■ **COMPLETE THE FOLLOWING**
A) In the interview excerpt, rewrite the paragraph beginning "At the same time, Mun Ching had to close down" more briefly, keeping its main facts.
B) Carry the interview excerpt forward from its last line, continuing the conversation.

■ **DOCUMENT PASSAGE**

We can start with Mark Lai. And also just for your information, Mark Lai delivered the Chinese language [Cantonese] eulogy for my father when he passed in 1998. So, his family and my family are relatively close. 

RICHARD: Okay, so, I think in 1959, my wife was working at PG&E. And she and Mark’s wife, Laura, were the first non-white people to be hired by PG&E. So they were working at PG&E. At the same time, Mark was working right across the street at Bechtel Engineering. So after work, Mark and Laura, me and my wife, would walk up to Chinatown to Jackson Cafe for dinner… We get soup. Three dishes over rice, and tea, over $5.  And we went there very frequently. So that was the initial meeting.

Okay, late in the year 1959. A house came for sale up on Union Street, small house. Both Mark Lai and his wife, and me and my wife, were interested in buying it.  So we went up to visit the house and Mark said he wanted to buy it.  So shortly, he bought it.

At the same time, Mun Ching had to close down. It had been investigated by the FBI. The FBI raided it, burglarized the place, got all the membership records, and were preparing to list it as a subversive organization. And they were preparing to arrest members of, I think, if I’m right, one member was actually arrested and convicted of subversive activities. So the others sort of dissipated before that.

So, in 1959, Mun Ching was closed down. It had a big library. So Mark’s new house. They couldn’t take all the books: all the English books Mark gave to me. And he took the Chinese books to the house on Union Street. At the same time, Mark dissolves Mun Ching. But started a new organization called [Hoi Yin 海燕].

STEVE: Yeah, I can’t remember the Cantonese, but it sounds very similar.

■ **GIVEN RECORDS**
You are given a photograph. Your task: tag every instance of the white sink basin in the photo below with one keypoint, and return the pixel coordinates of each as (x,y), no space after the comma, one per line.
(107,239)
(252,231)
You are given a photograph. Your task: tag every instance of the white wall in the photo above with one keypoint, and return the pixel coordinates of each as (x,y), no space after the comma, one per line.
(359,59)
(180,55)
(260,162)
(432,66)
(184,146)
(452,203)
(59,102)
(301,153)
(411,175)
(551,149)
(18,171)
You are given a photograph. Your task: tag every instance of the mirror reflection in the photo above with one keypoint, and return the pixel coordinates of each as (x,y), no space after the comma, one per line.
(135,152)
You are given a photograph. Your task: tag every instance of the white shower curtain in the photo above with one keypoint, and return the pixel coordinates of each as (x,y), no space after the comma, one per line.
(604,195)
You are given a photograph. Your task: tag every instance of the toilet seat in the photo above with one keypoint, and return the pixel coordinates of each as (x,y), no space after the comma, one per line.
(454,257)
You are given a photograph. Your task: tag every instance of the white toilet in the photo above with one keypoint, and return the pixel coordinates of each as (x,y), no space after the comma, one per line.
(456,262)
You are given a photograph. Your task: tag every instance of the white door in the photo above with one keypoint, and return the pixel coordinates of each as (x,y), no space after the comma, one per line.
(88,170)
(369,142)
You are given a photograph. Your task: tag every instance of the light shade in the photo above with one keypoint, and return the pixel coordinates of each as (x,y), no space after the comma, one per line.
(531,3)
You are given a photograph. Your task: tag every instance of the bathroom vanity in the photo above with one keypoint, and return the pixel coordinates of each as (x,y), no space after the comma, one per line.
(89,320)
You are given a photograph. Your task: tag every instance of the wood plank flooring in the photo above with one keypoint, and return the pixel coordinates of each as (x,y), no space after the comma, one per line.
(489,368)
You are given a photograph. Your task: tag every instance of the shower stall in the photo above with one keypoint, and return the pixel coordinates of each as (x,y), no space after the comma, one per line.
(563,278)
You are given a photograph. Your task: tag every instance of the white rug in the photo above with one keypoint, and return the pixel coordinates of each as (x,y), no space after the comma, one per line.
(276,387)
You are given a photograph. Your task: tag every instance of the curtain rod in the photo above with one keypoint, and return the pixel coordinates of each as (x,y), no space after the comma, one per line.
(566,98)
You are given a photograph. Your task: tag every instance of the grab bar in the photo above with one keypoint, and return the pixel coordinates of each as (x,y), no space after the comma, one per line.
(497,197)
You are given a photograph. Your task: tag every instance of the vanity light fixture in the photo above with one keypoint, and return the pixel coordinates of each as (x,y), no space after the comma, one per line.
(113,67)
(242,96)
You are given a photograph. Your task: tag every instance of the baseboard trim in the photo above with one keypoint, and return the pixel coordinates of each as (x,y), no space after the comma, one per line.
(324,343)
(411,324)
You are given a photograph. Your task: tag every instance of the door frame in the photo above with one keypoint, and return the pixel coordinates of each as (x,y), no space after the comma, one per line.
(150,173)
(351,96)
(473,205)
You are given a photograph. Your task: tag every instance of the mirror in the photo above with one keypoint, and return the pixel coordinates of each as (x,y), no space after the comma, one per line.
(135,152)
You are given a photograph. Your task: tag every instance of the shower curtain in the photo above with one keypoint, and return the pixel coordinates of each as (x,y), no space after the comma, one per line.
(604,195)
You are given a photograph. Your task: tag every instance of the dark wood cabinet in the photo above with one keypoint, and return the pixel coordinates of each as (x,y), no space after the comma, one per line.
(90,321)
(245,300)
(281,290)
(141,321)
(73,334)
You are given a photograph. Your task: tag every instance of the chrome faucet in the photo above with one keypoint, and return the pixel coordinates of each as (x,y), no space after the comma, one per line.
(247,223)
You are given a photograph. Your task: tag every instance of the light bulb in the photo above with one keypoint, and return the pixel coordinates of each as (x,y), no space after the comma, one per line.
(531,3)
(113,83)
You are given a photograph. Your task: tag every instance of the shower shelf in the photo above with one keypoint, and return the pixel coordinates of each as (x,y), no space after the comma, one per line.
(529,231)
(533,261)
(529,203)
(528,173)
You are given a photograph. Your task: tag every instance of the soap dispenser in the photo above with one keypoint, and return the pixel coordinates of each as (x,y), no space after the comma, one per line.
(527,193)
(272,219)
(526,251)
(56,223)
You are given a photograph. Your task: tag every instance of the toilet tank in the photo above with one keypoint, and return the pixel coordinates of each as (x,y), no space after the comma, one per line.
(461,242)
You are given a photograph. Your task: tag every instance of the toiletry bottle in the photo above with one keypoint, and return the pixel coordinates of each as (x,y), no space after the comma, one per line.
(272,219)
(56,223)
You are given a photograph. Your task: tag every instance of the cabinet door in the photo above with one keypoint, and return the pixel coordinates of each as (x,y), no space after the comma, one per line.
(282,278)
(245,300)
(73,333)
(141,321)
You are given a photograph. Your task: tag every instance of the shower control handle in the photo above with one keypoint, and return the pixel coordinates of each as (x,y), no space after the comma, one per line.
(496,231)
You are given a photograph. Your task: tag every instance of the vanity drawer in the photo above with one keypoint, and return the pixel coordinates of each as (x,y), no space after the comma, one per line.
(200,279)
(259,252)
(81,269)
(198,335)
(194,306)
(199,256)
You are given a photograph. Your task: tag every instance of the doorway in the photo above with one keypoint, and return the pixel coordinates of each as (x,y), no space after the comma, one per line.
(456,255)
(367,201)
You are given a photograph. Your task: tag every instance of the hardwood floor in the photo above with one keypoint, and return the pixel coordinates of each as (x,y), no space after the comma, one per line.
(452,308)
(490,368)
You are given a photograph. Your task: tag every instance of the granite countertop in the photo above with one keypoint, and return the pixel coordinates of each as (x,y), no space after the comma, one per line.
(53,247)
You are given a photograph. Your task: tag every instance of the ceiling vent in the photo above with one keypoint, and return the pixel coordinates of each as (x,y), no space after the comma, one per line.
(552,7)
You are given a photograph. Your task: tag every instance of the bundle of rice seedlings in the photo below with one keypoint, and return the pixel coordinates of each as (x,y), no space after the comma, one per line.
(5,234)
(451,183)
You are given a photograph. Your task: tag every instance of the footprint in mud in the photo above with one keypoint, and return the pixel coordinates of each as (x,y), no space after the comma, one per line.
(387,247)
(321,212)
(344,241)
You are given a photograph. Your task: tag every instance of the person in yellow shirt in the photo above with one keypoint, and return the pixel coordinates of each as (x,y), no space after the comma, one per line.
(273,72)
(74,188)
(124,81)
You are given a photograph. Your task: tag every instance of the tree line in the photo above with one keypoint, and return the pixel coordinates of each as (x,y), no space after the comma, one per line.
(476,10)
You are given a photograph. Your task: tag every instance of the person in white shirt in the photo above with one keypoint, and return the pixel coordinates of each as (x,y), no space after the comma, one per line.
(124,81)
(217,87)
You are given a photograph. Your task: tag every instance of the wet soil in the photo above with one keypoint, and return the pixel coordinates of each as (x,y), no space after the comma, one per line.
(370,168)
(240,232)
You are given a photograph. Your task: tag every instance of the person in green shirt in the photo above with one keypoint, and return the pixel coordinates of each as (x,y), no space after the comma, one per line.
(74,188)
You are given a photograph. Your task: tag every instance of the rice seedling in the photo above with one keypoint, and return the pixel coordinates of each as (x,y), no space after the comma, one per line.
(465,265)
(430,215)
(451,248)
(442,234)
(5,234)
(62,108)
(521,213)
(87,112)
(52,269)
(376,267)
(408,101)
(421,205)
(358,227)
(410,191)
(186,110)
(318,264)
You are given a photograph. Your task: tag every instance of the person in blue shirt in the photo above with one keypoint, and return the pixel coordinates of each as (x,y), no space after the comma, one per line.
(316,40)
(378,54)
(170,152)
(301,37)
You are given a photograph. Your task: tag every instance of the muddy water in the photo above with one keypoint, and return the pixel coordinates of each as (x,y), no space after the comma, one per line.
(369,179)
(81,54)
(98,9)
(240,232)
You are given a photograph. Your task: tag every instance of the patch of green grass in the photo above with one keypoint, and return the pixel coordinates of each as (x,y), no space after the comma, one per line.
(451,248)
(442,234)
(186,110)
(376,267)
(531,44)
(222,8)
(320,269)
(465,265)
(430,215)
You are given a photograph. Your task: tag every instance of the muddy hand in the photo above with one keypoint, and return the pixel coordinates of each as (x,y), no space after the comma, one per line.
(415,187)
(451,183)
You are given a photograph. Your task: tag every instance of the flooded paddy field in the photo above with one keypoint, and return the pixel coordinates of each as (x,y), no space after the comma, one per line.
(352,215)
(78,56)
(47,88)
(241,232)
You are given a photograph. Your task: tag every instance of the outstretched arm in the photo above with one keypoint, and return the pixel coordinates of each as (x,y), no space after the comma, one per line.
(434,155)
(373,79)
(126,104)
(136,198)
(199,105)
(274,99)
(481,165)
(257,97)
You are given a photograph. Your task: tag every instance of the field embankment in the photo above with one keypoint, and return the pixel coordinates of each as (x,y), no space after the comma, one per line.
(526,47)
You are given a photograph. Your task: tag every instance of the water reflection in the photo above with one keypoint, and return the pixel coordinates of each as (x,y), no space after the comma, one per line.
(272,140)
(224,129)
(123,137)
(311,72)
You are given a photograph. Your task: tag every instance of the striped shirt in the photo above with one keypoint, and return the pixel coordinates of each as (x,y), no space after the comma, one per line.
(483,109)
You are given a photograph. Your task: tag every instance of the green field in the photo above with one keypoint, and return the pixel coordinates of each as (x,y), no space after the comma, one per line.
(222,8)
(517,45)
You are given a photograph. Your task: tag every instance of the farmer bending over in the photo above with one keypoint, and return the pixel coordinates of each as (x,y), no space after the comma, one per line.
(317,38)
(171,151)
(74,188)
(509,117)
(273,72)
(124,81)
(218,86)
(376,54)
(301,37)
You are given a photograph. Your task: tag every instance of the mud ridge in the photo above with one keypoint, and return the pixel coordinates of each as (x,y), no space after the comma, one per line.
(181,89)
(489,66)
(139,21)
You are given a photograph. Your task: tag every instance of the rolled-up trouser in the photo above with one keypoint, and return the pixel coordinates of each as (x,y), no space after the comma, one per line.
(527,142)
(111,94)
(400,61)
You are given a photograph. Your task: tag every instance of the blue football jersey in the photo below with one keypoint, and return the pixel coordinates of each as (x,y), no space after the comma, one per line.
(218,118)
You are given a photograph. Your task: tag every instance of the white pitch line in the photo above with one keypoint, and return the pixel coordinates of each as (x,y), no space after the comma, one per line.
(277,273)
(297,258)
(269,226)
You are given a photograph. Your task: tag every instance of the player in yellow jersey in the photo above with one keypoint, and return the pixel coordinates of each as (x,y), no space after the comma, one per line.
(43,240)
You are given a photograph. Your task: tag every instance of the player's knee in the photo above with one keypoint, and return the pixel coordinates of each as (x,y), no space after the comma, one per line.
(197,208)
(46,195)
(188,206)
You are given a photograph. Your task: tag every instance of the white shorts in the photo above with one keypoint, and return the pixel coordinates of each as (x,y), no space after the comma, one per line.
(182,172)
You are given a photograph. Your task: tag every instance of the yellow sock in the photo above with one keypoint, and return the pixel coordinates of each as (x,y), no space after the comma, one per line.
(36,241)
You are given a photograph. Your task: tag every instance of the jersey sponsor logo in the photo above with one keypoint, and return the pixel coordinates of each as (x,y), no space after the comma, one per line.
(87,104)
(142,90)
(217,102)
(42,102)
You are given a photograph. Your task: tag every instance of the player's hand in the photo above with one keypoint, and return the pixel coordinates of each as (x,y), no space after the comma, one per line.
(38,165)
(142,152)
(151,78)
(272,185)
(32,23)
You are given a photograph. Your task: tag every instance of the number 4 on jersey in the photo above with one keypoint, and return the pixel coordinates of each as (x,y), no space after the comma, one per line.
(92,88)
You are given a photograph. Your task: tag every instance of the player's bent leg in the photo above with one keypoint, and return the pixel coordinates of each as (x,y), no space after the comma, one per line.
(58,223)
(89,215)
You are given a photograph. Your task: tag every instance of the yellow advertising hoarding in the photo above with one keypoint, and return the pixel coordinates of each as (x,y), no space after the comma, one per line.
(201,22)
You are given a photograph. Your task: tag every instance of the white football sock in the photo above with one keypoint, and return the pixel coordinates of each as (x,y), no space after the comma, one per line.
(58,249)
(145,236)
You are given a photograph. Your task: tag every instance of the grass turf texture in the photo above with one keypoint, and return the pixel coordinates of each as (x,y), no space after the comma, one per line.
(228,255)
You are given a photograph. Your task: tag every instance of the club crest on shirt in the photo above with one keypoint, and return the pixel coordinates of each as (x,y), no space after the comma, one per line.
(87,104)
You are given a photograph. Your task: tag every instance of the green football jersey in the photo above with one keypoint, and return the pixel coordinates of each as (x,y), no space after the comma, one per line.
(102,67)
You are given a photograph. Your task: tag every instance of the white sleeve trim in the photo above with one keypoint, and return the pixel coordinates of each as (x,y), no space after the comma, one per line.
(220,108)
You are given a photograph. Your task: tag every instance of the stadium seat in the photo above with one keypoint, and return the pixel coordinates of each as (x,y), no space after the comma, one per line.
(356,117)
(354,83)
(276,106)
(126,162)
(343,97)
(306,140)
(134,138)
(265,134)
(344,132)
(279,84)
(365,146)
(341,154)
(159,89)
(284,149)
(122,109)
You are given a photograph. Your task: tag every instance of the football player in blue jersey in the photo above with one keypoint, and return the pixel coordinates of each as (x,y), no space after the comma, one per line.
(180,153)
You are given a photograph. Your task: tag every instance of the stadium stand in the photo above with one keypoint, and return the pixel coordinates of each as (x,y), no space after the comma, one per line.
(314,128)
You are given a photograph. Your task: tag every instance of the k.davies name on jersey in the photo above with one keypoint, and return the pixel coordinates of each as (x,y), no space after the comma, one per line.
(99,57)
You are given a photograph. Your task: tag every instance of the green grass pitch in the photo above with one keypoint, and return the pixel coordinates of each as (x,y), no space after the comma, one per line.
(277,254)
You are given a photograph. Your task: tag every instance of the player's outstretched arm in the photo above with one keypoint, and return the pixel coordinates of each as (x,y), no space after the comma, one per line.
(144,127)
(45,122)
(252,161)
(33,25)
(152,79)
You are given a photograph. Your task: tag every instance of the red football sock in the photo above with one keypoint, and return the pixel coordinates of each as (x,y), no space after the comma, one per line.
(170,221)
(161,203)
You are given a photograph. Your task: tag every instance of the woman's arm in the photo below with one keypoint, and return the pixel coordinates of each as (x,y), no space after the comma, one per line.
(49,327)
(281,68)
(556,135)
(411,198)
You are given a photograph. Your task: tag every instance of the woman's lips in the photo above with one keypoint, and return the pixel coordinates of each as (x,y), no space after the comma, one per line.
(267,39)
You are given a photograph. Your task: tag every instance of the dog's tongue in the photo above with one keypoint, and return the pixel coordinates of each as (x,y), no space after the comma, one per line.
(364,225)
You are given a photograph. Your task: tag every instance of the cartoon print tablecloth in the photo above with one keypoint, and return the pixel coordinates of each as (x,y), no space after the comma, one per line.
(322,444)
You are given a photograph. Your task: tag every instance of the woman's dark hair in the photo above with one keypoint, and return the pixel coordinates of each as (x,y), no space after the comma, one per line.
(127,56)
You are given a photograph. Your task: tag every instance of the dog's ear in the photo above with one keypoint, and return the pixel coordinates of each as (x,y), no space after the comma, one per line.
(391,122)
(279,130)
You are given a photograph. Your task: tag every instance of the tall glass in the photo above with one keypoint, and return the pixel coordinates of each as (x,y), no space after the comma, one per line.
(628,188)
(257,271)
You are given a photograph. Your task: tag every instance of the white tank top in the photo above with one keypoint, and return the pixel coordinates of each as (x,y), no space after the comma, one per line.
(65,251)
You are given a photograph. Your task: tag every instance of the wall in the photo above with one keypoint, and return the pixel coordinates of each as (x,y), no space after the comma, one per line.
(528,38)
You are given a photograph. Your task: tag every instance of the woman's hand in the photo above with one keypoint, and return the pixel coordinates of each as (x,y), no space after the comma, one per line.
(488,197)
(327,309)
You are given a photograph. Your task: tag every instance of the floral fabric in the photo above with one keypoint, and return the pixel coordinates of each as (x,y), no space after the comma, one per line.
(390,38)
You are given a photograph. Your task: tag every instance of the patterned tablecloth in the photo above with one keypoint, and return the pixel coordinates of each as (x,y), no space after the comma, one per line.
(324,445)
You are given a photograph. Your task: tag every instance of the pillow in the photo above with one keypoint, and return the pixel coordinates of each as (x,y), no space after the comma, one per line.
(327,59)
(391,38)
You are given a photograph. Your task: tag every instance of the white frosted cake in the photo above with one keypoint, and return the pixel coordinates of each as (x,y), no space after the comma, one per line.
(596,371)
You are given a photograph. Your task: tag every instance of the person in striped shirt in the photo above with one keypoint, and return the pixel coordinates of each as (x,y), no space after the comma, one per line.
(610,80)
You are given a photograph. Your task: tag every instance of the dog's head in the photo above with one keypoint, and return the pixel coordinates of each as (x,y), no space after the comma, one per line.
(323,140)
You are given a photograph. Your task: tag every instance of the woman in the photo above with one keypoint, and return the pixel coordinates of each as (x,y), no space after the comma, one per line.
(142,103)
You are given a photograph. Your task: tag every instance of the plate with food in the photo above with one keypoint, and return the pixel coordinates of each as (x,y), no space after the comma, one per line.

■ **EXPECTED ANSWERS**
A) Mun Ching was forced to close after an FBI investigation. The FBI raided and burglarized it, seized all its membership records, and was preparing to list it as a subversive organization and to arrest members. The speaker recalls that one member was arrested and convicted of subversive activities, and the other members dispersed before that.

B)
RICHARD: [Hoi Yin] is a bird – stormy petrel.  According to legend, it never rests. It sails [the] stormiest seas and never rests. And Maxine Gorky wrote a book about that, which became very famous in China and in Russia.  So that’s where Mark got the name from. This homeless bird that never rests. So and so he tried to try to maintain that organization as best he could that way. But again, this was a time when the Un-American Activities Committee was investigating everybody.

And slowly, the members just frittered away. I mean it was just impossible to maintain the membership under the pressure at that time. I sent you a copy of their loyalty oath. Yeah, there were so many questions on there. The people who were in Mun Ching, for example, couldn’t answer them without getting into difficulty. And so the membership just frittered down to nothing.

STEVE: I actually remember that library myself.  It was there when we were younger [and] during the Vietnam War, we would have vehement debates among the offspring[s] about the right and wrong of the Vietnam War. Go ahead, sir.  What were you do it professionally at this time?

RICHARD: That time mostly going to San Francisco State, working at PG&E at night.  Just for those four years.  So, Mark and Laura, [we] became very friendly. So, at the end of his life, just a few weeks before he died, he came to my house and had dinner, with Laura. And then I came straight out and asked him: “Were you ever a member of the Communist Party?”  And he said, “No.” And I’ll explain why. So many people. He said, “I was being groomed to join the Communist Party, but I never did because of the loyalty oath.” 

Because of the loyalty oath, the Communist Party decided not to register any more members, so that people could not be accused of being subversive. So everybody knew who would be a communist, but they would never officially be ‘communist’. And he fell into that category. So, he was a communist in his spirit, but at least not legally. 

 And again, I was friendly with him. I was friendly with Laura Lai. She died like two years ago, I had lunch with her like a week before she died. We stayed friends for that long.

STEVE: My sister Shannon was about to sit down with Laura just before she passed. And that was after Mark had published that autobiography he had. And my sister was trying to get hold of Laura… Yeah, that was a great loss, it was kind of shocking, so quickly after Mark had passed.

RICHARD: You know she was so vibrant right and up until the end, full of life, you know, every time I go… Every other week: “Let’s go for lunch, out for dim sum.”

STEVE: She loves driving. So, were you aware of Mun Ching when you guys were socializing after work?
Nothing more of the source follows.